### BRIEF 1
Rewrite the stretch from "BJP Spokesperson S." through "Matters for Karnataka?" in the hijab article, replacing "placate" with "appease".
### BRIEF 2
Answer these questions using the hijab article:
(a) Who is the BJP spokesperson quoted in the interview with IANS?
(b) In what month and year did the Karnataka High Court uphold the restrictions?
(c) Where did the hijab controversy begin?

### DOCUMENT SECTION
==*==

BJP Spokesperson S. Prakash, in an interview with IANS says, "See hijab issue was in high court which upheld the uniform policy of the state government then. Then subsequently muslim organization went to supreme court challenging the judgment. The issue is pending before them. Even before it is resolved, just to placate the muslims aftermath of Davangere by-poll election, this decision has been taken in haste. This will clearly debate student fraternrity across the state on religious lines."
Why It Matters for Karnataka?
Karnataka was the epicentre of the hijab controversy in 2022. What began in Udupi colleges later spread across the state, leading to protests, counter-protests, court cases and nationwide political debate. The Karnataka High Court upheld the restrictions in March 2022, ruling that hijab was not an essential religious practice in the context of school uniforms. The matter later reached the Supreme Court, where a split verdict kept the issue alive at the national level.
For Karnataka, the latest order matters for five reasons:
1. It Attempts to Reduce Gate-Level Conflict
In 2022, many visuals showed students being stopped outside institutions. The new order tries to avoid such confrontations by giving administrators clearer instructions.

==*==

Dataset entries
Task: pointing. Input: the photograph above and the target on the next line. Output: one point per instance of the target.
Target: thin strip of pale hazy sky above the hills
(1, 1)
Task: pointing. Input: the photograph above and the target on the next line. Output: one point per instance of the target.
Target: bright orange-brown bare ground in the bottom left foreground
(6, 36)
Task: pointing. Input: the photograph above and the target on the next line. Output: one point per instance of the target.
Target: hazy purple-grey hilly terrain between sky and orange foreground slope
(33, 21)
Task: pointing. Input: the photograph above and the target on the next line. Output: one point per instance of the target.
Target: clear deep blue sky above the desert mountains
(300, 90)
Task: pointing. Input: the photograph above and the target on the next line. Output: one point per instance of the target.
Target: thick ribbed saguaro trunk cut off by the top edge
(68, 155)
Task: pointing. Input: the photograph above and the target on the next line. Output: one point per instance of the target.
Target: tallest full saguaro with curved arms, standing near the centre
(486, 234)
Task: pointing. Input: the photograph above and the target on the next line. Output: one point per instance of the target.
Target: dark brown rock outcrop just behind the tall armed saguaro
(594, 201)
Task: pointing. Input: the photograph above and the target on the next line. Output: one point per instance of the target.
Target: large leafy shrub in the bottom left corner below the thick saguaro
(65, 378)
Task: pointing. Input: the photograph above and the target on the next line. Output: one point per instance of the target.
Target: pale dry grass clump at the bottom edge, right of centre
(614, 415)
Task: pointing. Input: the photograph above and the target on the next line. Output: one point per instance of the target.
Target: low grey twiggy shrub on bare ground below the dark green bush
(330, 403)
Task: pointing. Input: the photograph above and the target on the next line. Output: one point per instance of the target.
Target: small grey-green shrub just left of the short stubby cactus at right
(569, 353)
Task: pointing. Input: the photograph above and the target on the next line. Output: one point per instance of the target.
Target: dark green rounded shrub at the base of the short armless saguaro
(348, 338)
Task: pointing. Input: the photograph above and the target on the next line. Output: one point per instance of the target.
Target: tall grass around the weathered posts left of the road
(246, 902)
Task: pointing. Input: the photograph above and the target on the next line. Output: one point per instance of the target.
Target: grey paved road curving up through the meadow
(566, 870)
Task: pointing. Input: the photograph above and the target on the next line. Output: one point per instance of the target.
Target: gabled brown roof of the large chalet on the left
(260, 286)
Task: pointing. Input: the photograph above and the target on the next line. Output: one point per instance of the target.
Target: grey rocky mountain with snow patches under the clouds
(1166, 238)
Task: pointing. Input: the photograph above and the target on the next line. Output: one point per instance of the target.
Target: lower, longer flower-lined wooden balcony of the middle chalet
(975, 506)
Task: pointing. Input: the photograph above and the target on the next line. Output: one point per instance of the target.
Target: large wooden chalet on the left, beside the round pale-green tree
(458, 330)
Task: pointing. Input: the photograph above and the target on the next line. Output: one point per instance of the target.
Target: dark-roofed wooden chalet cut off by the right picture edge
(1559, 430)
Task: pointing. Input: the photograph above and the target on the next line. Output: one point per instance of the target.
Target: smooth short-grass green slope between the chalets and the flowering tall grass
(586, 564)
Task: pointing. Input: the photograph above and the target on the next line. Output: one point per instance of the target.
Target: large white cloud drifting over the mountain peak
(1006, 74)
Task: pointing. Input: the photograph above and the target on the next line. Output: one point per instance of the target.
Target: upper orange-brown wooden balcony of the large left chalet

==*==

### EXERCISE ANSWER 1
BJP Spokesperson S. Prakash, in an interview with IANS says, "See hijab issue was in high court which upheld the uniform policy of the state government then. Then subsequently muslim organization went to supreme court challenging the judgment. The issue is pending before them. Even before it is resolved, just to appease the muslims aftermath of Davangere by-poll election, this decision has been taken in haste. This will clearly debate student fraternrity across the state on religious lines."
Why It Matters for Karnataka?

### EXERCISE ANSWER 2
(a) S. Prakash
(b) March 2022
(c) In Udupi colleges